== STORED DATA

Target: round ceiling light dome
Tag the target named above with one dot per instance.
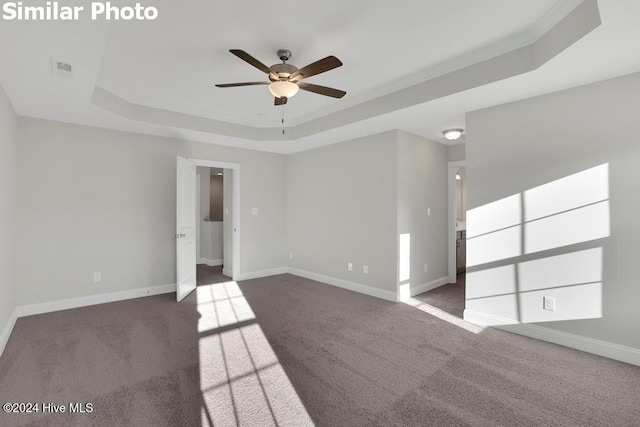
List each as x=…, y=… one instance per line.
x=283, y=89
x=453, y=134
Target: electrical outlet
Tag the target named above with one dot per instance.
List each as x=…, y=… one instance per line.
x=549, y=303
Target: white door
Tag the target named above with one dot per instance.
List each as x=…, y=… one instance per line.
x=186, y=228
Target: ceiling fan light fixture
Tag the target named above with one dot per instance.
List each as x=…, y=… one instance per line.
x=453, y=134
x=283, y=89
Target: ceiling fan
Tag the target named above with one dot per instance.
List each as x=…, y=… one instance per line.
x=285, y=79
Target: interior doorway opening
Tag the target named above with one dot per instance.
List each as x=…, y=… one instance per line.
x=208, y=221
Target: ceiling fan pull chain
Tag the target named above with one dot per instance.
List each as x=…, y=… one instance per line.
x=283, y=118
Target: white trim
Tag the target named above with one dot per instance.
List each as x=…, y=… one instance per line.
x=210, y=262
x=451, y=185
x=263, y=273
x=6, y=332
x=345, y=284
x=65, y=304
x=236, y=208
x=589, y=345
x=415, y=290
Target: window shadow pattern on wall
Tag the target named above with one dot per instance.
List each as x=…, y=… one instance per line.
x=545, y=242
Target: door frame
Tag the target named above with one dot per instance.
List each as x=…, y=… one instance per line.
x=451, y=174
x=235, y=241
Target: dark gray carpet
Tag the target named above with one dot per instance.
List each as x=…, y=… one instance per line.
x=289, y=351
x=449, y=297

====

TASK REQUIREMENTS :: Check every line in the entries for the word "white". State how many have it, with no other text.

ANSWER TO THE PROBLEM :: 2